**Goal:** Decide whether each statement agrees with the passage below on the resonant cavity measurements, answering yes or no and quoting the passage's deciding words. 1. The groove etched in the bottom wall of the cavity has a diameter of 30 mm. 2. The losses inside the cavity come mainly from its aluminum walls. 3. The reflection coefficient changes considerably depending on which port is used.

**Passage provided:**
------------

The experimental setup for characterization of dielectric properties is shown in Fig. 2a and is composed of the resonant cavity, where the samples are inserted in, and a vector network analyzer model E5071C—Agilent Technologies, which is used for the measurements of S-parameters. In order to ensure that the samples are positioned centrally inside the resonant cavity, a small circular groove with diameter of 30 mm and depth of 1 mm was etched in the bottom wall of the cavity, as highlighted in Fig. 2b.

Figure 2

(a) Experimental setup for the characterization of the fabricated samples, showing the resonant cavity and a vector network analyser; (b) circular groove in the internal region of resonant cavity.

As stated above and shown in Fig. 1a, the cavity has two probes that allow exciting the electromagnetic field inside the cavity. The measurement is carried out so that both reflection (S₁₁) and transmission (S₂₁) coefficients are obtained. The parameter S₁₁ is determined by coupling power into the cavity at one port and measuring the power reflected back to the analyzer from the same port; hence S₁₁ allows estimating the reflected power and can be used to determine the resonance frequency of the loaded cylindrical cavity. Due to the geometrical symmetry, the reflection coefficient is nearly independent on the choice of the port (S₂₂ ≈ S₁₁). The parameter S₂₁ is obtained by coupling power into the cavity at one port and measuring the power transmitted to the analyzer through the other port; hence S₂₁ allows determining the losses that occur inside the cavity. Hereby one can point out that the losses are mainly due to the material under test, since aluminum performs as a very good conductor at the testing frequency.

Figure 3a shows the simulated and measured S₁₁ and S₂₁ parameters with the empty cavity (EC). Where it is possible to see that the cavity resonates at \({f}_{0}=3.4\)9 GHz, which is slightly lower than the considered central frequency (3.5 GHz). This small difference can be attributed to the intrinsic precision during the construction process of the cylindrical cavity. However, the resonance measured is satisfactorily close to the initial central frequency of the project (3.5 GHz).

Figure 3

(a) Comparison between the simulated and measured S₁₁ and S₂₁ parameters in EC; (b) measured S₁₁ parameters of PEAD samples; (c) measured S₁₁ parameters of Nylon samples.

For practical measurements, the cavity was first calibrated with dimensionally identical samples of known permittivity, such as \({\varepsilon }_{r}=3.10\) for Nylon and \({\varepsilon }_{r}=2.25\) for PEAD. For this purpose, four samples of both Nylon and PEAD with a diameter of 28 mm and different thickness (\(h\)) (\(h\) = 3.2, 4.4 and 5.5 mm) were prepared. Before the measurements, simulations of the variation of resonant frequency of the loaded cavity (\({f}_{a}\)) with the samples of different thicknesses and materials were performed. For each combination of thickness and material, four samples were observed with \({\varepsilon }_{r}\) varying within their typical tolerance level. In these simulations, the concept of analysis of variance (ANOVA)¹⁵ was applied. From this analysis, it was verified that the variation of \({f}_{a}\), and therefore \({\varepsilon }_{r}\), is dependent of the thickness and material type¹⁶ (see Fig. 5 on Ref.¹⁶). Because, different thicknesses imply different volumes of dielectric material inside the cavity, producing a down shift of \({f}_{a}\), respecting to \({f}_{o}\). From this shift was also verified that using samples with a thickness of 4.4 or 5.5 mm, the variation of \({f}_{a}\), considering different materials, is more visible and, consequently, it would allow greater precision for \({\varepsilon }_{r}\) calculation. For this reason, the samples in this work were fabricated with a thickness of 4.5 mm.

------------

**Records from a collection:**
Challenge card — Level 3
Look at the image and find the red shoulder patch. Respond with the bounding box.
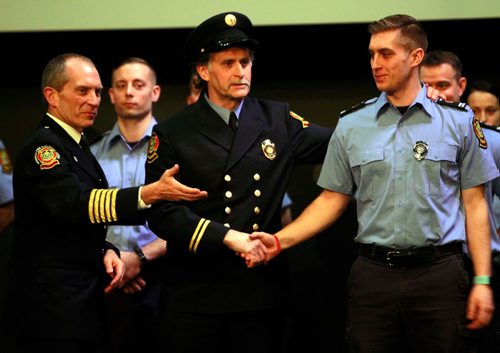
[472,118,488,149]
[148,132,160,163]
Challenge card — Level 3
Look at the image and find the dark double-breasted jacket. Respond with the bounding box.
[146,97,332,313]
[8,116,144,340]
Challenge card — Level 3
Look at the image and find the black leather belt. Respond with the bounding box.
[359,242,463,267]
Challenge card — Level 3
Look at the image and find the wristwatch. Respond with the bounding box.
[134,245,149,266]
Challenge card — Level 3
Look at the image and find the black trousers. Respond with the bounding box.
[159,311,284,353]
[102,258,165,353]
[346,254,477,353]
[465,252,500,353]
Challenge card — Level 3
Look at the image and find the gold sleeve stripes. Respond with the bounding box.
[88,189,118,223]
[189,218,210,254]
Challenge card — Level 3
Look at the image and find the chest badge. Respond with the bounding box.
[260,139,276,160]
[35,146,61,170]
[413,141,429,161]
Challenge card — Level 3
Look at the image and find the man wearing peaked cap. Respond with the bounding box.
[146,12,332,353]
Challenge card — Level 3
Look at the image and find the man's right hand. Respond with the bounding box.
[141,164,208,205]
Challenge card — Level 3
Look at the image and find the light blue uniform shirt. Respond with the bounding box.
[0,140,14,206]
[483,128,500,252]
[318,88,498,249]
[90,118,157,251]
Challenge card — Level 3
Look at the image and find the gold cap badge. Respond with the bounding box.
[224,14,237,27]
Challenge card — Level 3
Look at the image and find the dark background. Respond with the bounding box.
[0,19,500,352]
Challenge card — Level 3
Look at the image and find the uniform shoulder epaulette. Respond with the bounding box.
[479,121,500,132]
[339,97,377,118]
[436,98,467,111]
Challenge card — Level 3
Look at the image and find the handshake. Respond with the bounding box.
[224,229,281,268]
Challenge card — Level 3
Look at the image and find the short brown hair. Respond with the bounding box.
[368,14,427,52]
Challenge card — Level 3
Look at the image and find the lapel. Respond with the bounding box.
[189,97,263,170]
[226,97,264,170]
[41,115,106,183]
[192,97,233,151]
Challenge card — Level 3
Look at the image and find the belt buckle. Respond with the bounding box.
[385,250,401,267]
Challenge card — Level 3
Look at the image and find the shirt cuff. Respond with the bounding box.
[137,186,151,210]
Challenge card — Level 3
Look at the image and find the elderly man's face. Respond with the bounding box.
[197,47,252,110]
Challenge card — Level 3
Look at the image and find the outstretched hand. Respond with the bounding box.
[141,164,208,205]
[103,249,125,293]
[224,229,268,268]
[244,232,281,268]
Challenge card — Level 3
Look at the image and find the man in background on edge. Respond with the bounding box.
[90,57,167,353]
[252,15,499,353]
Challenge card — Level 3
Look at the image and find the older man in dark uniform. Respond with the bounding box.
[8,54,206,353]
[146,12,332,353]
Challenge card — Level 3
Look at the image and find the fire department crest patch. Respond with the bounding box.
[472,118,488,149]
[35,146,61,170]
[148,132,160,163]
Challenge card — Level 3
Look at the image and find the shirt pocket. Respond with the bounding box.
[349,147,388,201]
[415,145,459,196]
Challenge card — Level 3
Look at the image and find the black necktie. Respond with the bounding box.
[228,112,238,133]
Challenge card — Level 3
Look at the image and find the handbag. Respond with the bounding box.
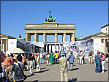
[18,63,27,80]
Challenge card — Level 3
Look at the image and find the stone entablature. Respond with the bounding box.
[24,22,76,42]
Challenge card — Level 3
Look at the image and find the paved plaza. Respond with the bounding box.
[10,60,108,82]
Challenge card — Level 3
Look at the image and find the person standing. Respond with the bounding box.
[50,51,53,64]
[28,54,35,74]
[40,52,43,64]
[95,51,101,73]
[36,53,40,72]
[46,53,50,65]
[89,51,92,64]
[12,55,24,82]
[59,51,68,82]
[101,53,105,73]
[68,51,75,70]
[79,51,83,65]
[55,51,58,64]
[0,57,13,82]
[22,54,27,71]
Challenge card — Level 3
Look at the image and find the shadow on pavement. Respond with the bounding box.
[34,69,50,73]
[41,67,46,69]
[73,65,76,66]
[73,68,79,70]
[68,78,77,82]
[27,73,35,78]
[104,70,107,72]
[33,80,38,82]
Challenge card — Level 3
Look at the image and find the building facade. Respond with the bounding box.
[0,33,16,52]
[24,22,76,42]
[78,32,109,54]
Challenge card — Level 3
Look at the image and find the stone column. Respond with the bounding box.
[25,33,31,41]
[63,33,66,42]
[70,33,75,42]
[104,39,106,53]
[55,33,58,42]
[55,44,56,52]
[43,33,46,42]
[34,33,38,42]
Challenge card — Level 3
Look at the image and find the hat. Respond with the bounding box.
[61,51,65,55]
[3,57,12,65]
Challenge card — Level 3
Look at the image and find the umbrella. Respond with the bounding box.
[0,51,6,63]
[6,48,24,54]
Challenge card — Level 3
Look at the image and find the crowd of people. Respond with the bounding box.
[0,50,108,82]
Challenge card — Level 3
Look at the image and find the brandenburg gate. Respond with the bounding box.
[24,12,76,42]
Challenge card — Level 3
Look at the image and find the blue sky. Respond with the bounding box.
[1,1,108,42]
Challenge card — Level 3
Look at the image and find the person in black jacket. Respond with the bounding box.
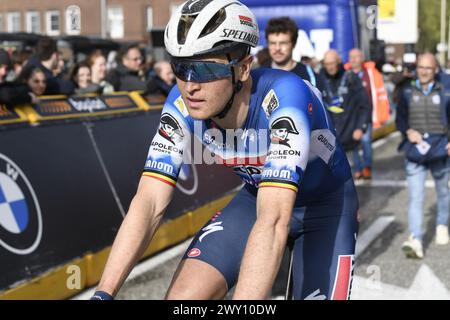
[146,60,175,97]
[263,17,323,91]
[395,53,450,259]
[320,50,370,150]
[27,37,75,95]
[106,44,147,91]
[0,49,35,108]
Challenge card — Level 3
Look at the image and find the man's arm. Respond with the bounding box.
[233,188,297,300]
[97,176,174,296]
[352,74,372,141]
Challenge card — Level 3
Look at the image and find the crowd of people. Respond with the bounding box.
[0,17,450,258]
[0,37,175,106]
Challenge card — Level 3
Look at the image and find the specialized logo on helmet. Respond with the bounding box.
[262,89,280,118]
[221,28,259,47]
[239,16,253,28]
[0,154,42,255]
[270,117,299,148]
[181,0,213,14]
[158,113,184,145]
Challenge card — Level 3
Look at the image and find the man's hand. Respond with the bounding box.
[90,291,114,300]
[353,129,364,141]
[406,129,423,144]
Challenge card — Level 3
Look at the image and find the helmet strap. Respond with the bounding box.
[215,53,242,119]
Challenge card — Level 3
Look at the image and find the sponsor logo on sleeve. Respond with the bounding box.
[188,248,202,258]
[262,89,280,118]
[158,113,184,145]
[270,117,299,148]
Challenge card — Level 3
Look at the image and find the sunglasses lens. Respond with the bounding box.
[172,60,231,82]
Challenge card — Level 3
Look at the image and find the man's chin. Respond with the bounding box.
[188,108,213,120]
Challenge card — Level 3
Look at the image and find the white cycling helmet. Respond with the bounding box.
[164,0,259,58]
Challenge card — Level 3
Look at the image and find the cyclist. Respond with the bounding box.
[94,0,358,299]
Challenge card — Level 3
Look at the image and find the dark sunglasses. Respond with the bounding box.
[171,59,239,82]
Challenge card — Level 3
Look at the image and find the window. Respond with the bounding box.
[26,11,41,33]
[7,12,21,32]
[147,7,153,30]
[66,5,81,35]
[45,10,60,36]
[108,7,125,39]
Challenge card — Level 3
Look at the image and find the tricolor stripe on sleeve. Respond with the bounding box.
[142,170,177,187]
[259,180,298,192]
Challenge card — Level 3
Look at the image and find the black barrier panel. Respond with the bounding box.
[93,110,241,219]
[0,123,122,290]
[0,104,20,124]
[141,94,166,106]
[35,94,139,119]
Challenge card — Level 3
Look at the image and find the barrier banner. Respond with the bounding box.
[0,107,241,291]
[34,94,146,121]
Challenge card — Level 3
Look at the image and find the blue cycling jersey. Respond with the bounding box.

------------

**Answer to this exercise:**
1. Yes: "a small circular groove with diameter of 30 mm and depth of 1 mm was etched in the bottom wall of the cavity"
2. No: "the losses are mainly due to the material under test, since aluminum performs as a very good conductor at the testing frequency"
3. No: "the reflection coefficient is nearly independent on the choice of the port"